-- TEXT FOR ANALYSIS --
==================================================
For a moment, look at physical reality as some form of cosmic symphony, ourselves as participatory instruments more or less well tuned or sync'd with the conductor. Doesn't it make sense that music, as intentional vibration, interacts in a very fundamental and direct way with our very being? Why different music would correspond to different "human chords"?

Why music, simply through sympathetic resonance with our own frequencies, could stimulate us, heal us, energize us or drive us up the friggin' monkey tree?
That theory is interesting but certainly not new. However, let's give you the benefit of the doubt to see what your point is in bringing all this up all over again.
The point? Simply that any discussion of music as a recreational force in our lives must look at the bigger picture, not necessarily for answers, but to at least ask the right questions that can hold the space for inquiry. There is a healing method involved with sound called toning. The basic understanding is that each healthy organ in a person's body vibrates at a certain frequency that constitutes its proper tone. A stressed, diseased organ's tone has fallen out of tune to create interference patterns (harmonic distortion) in the greater body-mind. The healer sings at the patient to feel which frequencies create a loop of sympathetic resonance that, like feedback, return to the healer. Those tones sung at the patient that are absorbed as though blotted out by a void indicate problem areas. This particular healing modality then involves setting up surrounding patterns of vibratory alignment that eventually stimulate the dissonant organ to get "unstuck" and resonate again at the proper rate.

This is a direct example of how sound affects our biology, possibly even altering our blood chemistry or causing a release-secretion of mood-altering agents. But music is of course more than just sounds. The sounds of music arise as patterns endowed with intent. These patterns -- rhythms, melodies, harmonies, time changes -- are a complex matrix that intimately interacts with the listener, on levels we're aware of as well as others we're not at all, or only subliminally.

The music of J.S. Bach is often cited as an example that appeals to the higher mind where geometric patterns of architectural infinity are appreciated. Certain slow movements in Anton Bruckner's symphonies are like devotional hymns of longing for the transcendental. They trigger a different psycho-physical nexus in our organic makeup than Bach. Other music makes us melancholy or happy, frisky or sleepy, nervous or unstable. It interacts with a literally different part of our being.
==================================================
-- DATA FOR REVIEW --
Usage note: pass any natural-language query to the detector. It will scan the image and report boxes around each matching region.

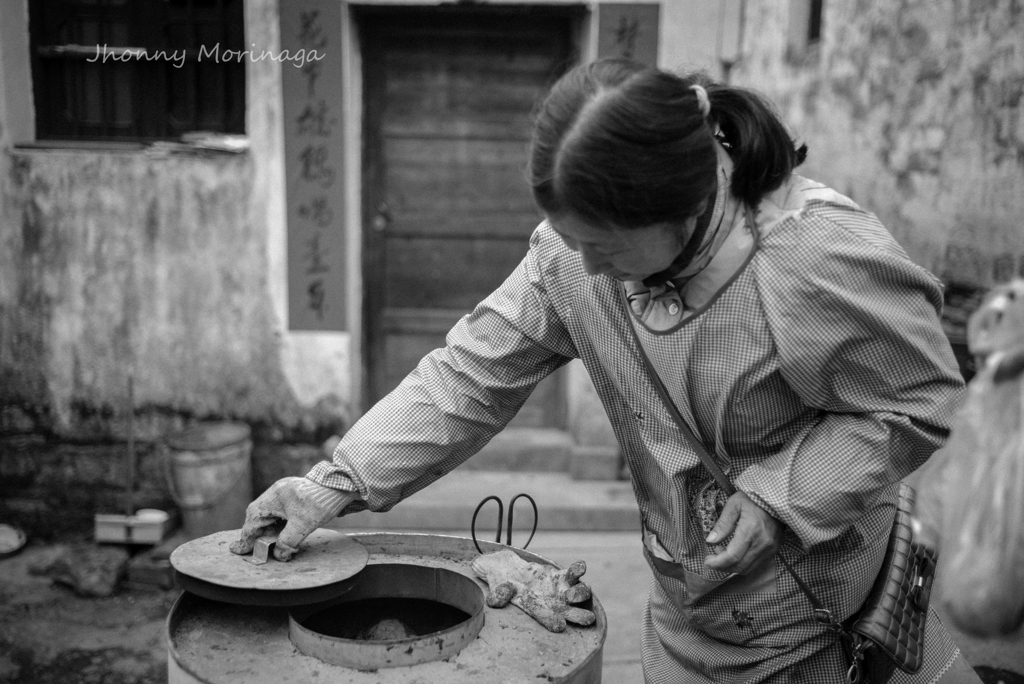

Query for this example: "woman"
[233,60,978,684]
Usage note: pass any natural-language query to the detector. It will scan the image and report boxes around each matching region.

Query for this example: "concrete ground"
[0,529,1024,684]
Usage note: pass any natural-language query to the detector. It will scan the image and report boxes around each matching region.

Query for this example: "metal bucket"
[165,422,253,539]
[167,532,607,684]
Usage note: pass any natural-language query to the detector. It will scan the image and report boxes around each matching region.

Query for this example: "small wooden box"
[94,511,177,545]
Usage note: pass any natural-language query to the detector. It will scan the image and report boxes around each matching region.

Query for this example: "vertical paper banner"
[597,2,660,67]
[280,0,347,331]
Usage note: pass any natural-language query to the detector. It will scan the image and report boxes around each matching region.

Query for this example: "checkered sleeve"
[736,205,964,547]
[307,231,577,513]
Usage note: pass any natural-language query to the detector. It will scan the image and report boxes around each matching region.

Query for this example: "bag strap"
[624,206,844,633]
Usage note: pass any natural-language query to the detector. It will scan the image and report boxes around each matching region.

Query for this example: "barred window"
[29,0,246,141]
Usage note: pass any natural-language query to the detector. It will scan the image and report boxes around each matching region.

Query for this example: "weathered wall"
[0,0,348,439]
[733,0,1024,288]
[0,0,350,536]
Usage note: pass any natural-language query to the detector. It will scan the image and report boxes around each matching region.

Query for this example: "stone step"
[459,427,622,480]
[330,469,640,532]
[460,427,573,472]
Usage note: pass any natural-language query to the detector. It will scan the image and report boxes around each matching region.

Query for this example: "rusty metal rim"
[174,569,359,608]
[164,592,213,684]
[288,563,484,670]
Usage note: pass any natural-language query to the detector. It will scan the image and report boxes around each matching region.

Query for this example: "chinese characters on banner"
[280,0,346,331]
[597,2,659,67]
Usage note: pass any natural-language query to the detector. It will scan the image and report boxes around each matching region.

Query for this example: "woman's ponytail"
[698,81,807,206]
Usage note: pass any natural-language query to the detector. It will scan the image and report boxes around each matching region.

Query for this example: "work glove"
[473,550,597,632]
[230,477,359,560]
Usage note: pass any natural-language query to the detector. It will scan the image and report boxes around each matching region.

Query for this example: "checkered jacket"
[309,176,963,682]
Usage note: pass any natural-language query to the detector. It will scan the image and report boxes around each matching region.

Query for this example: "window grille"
[29,0,246,141]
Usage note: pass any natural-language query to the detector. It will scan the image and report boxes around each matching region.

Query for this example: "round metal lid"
[170,529,370,606]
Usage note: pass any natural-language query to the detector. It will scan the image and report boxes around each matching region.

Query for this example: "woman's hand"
[229,477,359,560]
[705,491,782,574]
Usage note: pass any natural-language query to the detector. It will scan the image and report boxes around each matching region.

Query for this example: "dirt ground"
[0,537,1024,684]
[0,545,178,684]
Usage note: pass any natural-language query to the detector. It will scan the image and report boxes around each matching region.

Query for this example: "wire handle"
[470,493,539,553]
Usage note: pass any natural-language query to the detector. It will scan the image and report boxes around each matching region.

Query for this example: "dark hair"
[529,59,806,228]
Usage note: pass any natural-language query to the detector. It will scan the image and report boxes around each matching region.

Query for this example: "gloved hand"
[473,550,597,632]
[230,477,359,560]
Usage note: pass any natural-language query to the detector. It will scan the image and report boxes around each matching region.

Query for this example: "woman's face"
[550,210,697,281]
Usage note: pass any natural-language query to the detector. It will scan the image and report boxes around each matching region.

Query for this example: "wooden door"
[356,6,580,427]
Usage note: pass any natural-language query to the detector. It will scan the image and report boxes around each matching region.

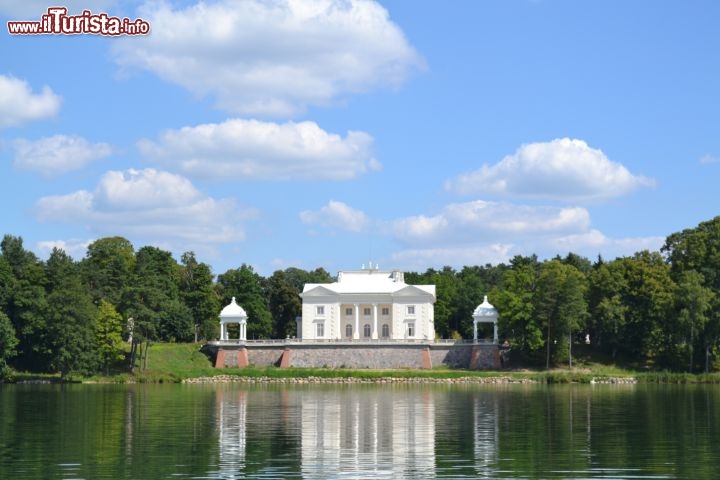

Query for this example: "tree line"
[0,217,720,377]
==================================================
Extend the essay on music and bodily resonance by writing the next part.

-- YOUR RESPONSE --
Any discussion of critical listening, to be inclusive and significant, cannot overlook the many very powerful ways in which music triggers bodily responses spanning the gamut from deep meditative states to emotionally intense experiences, mental appreciation to kinetic reactions wanting to move, dance or compress a few rolls of hay. So when we ask "What do you listen for?", perhaps a more appropriate way to pursue the same line of inquiry would be "How do you expect to be stimulated?" And just below that, we might ask "How versatile is your personal arsenal of reactions to music?"

And below that one, how about: "What other sensory responses do you contribute to this experience besides your ears?" "What else is wired into this neural loop between your ears and brain?" "What else have you learned to bring to the party?" For surely, we can all predict that how these questions are answered will have a huge impact when we begin talking about what we're listening for, what we hope to take away from the gesture of hunkering down in front of our rigs to hit "play" and enter the zone. The zone of what, exactly?
Hey, it might turn out that your living room isn't properly zoned for such endeavors, right? You may have to retreat into the workout space or even bedroom. Or perhaps the musical zoning inspector should look at the clutter in your head space first or mandate a visit from the electrician to fix some of your internal wiring, patch up a few shorted connections perhaps?